#### Directive
Repeat only the lines from the one holding "Target: cactus spine" down to the last line of the listing below, including both of those lines.

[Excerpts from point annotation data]
---*---

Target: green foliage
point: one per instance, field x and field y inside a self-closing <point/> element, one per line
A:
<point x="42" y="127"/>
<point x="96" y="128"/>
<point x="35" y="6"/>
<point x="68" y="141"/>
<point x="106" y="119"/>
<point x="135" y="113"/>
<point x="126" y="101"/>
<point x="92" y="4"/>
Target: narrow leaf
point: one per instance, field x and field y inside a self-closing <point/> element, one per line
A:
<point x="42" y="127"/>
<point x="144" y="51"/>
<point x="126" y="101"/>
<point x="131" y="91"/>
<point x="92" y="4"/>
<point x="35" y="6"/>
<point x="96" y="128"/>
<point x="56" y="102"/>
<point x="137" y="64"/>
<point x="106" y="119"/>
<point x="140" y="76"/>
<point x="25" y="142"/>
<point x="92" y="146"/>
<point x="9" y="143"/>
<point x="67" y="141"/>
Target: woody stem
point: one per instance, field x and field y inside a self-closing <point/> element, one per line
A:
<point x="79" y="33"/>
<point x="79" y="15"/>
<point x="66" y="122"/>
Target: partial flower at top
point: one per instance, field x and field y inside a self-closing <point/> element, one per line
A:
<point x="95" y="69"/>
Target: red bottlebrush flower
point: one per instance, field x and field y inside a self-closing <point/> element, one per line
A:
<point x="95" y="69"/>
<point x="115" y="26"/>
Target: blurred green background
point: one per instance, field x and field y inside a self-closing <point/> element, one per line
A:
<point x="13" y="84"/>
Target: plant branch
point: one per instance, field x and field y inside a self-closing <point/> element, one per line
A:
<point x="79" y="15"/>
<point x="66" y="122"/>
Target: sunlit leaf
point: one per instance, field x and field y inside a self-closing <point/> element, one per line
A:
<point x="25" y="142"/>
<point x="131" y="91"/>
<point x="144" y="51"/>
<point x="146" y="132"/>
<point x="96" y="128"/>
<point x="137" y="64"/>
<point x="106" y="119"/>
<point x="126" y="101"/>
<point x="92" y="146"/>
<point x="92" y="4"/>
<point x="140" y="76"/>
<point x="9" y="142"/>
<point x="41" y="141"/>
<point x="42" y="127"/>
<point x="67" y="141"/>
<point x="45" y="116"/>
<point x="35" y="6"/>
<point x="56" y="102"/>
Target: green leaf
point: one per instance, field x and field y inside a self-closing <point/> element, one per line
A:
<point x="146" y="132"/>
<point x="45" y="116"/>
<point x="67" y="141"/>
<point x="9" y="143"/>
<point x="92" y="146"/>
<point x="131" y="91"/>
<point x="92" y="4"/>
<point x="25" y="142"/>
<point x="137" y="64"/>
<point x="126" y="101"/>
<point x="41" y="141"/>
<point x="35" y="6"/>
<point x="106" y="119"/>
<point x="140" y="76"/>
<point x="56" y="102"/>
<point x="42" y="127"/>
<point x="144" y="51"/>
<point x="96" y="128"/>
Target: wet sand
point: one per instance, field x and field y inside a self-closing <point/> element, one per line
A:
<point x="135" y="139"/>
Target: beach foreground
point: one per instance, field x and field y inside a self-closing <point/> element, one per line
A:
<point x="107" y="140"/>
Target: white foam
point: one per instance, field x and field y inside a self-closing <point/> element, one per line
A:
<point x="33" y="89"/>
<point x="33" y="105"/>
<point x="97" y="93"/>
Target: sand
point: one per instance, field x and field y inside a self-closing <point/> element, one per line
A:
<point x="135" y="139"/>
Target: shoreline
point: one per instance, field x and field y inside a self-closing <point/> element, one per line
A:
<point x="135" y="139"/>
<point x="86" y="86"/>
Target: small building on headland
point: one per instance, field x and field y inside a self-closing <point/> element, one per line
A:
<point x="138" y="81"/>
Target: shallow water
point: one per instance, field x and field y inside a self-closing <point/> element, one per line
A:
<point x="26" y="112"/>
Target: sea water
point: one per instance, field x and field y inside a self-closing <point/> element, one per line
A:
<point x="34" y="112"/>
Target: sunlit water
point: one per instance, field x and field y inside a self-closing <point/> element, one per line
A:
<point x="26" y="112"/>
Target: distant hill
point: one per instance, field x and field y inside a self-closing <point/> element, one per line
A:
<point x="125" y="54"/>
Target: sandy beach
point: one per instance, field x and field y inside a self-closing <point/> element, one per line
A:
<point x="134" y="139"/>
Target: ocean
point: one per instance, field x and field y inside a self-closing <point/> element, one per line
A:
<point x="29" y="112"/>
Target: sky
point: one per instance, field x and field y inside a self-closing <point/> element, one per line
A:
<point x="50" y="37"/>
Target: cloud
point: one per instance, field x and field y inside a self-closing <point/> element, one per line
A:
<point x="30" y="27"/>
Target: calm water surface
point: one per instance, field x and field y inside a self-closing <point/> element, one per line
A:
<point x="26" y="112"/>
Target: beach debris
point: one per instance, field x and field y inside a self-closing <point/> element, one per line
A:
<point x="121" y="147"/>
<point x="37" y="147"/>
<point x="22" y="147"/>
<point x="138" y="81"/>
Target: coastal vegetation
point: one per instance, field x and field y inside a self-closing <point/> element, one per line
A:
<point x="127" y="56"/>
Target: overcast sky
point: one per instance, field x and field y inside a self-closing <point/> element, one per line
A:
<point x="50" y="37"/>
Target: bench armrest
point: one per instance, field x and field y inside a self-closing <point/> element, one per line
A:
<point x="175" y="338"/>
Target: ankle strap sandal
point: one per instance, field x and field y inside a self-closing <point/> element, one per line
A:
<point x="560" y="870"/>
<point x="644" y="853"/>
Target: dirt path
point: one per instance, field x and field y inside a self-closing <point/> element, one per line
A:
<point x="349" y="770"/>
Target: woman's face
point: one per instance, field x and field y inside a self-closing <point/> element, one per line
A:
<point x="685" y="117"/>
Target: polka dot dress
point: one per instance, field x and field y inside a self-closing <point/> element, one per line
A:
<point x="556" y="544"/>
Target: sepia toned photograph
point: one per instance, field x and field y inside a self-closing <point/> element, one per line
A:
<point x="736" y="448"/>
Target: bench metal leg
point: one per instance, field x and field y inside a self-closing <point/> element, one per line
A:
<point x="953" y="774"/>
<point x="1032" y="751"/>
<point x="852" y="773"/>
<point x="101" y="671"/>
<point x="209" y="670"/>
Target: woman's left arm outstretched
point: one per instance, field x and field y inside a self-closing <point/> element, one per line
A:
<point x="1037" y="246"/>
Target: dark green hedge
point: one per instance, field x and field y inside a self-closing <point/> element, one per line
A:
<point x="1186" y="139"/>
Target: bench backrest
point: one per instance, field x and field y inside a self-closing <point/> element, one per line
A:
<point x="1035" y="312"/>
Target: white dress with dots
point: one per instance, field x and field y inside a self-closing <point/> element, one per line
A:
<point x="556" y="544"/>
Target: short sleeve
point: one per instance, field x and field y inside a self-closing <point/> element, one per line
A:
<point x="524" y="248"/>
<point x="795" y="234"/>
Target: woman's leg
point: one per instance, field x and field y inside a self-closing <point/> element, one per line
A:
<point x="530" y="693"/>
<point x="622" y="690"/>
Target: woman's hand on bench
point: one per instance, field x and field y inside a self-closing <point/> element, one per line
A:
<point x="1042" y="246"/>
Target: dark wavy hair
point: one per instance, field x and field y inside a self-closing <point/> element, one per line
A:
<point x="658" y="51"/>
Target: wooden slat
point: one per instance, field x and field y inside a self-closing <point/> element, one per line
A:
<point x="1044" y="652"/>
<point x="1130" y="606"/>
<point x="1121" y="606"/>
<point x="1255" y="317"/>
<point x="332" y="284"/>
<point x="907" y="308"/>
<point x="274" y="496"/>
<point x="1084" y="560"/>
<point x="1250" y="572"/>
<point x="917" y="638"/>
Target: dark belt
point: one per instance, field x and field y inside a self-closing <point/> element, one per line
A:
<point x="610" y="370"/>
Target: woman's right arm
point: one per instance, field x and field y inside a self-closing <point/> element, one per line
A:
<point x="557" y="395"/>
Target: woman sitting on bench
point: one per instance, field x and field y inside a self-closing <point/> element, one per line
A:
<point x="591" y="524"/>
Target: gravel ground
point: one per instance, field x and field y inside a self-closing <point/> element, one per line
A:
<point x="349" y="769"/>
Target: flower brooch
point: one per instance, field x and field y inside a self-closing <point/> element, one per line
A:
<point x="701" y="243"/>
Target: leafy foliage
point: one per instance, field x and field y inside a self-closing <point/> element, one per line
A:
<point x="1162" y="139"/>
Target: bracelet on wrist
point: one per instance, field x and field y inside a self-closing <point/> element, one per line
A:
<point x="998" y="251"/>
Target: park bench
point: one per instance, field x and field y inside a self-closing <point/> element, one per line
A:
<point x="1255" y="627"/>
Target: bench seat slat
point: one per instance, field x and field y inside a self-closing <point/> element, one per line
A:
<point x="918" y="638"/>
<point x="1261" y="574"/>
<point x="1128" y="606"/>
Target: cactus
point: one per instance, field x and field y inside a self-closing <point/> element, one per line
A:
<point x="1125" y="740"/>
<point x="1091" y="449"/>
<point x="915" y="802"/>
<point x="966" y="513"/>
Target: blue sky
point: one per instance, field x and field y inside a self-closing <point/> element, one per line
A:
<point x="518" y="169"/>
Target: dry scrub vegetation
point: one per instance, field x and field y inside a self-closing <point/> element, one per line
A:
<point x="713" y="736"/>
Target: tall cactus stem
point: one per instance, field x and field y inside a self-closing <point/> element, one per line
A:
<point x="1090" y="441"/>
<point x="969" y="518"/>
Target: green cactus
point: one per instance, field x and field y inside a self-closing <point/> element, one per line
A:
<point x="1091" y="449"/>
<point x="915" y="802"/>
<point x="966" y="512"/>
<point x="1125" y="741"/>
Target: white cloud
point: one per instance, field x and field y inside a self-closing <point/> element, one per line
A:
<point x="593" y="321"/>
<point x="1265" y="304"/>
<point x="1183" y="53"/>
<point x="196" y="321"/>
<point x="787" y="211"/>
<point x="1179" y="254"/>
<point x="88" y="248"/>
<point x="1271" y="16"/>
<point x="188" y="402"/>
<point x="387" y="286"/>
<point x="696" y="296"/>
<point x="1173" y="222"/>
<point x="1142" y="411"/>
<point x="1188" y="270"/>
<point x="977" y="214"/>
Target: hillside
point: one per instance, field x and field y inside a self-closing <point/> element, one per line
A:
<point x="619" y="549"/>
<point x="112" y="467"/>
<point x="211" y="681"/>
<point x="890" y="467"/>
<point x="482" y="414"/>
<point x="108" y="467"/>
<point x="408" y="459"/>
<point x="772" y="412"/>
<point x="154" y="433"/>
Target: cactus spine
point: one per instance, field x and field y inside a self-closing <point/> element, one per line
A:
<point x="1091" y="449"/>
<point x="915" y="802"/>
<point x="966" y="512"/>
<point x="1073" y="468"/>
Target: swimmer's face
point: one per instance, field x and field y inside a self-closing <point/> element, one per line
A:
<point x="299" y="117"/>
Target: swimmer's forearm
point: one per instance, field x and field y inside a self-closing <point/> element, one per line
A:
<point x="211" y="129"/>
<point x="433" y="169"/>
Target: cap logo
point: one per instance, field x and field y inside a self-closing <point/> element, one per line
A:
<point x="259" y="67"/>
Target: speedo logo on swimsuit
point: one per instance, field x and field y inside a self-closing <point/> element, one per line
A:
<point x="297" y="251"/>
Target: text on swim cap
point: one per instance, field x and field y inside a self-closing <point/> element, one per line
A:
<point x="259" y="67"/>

---*---

#### Response for this exercise
Target: cactus spine
point: one per instance, field x and field y inside a self-closing <point/> element, one per line
A:
<point x="1091" y="449"/>
<point x="915" y="802"/>
<point x="966" y="512"/>
<point x="1073" y="468"/>
Target: swimmer's face
point: one per instance, field x and field y inside a self-closing <point/> element, one per line
A:
<point x="299" y="117"/>
Target: swimmer's forearm
point: one per instance, field x and field y inside a self-closing <point/> element, one per line
A:
<point x="211" y="129"/>
<point x="433" y="169"/>
Target: cap logo
point: one per instance, field x and field y inside a self-closing <point/> element, one per line
A:
<point x="259" y="67"/>
Target: speedo logo on swimsuit
point: one per instance, field x and field y inside a self-closing <point/> element, one per line
A:
<point x="297" y="251"/>
Target: text on swim cap
point: one per instance, field x and field y inside a self-closing <point/> element, one per line
A:
<point x="259" y="67"/>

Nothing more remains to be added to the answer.